Required work:
Lay out the material below as a two-column CSV with the headers "text" and "answer", giving one row to each text and the answer that follows it. Put each field in double quotes and replace every line break inside a field with a space.
** START Given information **
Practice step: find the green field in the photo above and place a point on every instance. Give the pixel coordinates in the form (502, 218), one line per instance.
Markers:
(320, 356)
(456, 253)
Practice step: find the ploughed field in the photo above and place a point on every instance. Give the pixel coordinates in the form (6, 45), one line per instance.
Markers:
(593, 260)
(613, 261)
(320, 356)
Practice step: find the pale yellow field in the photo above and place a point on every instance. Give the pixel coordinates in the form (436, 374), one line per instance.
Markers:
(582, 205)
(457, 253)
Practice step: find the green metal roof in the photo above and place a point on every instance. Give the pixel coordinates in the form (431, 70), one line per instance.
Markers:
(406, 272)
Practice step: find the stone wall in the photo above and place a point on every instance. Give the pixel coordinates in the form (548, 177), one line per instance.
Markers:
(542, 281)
** END Given information **
Reply to the task:
text,answer
"Practice step: find the green field in the photo above and place a point on every instance. Give the pixel coordinates in the form (502, 218), one line per instance. Markers:","(320, 356) (456, 253)"
"Practice step: find the ploughed field in the photo above and place a point on every instance. Give the pixel coordinates in the form (6, 45), one line per instance. Markers:","(593, 260) (613, 261) (320, 356)"
"Practice step: find the pale yellow field in the photo above and place a point on every instance. Give the pixel coordinates in the form (436, 374), one line per instance. Markers:","(582, 205) (457, 253)"
"Practice step: find the green metal roof in the photo above and place a point on every instance. Give the pixel coordinates in the form (431, 70), one line per instance. Markers:","(406, 272)"
"Practice step: find the stone wall in the photo above and place a point on every instance. Give the pixel coordinates in the form (548, 177), one line per instance. Markers:","(542, 281)"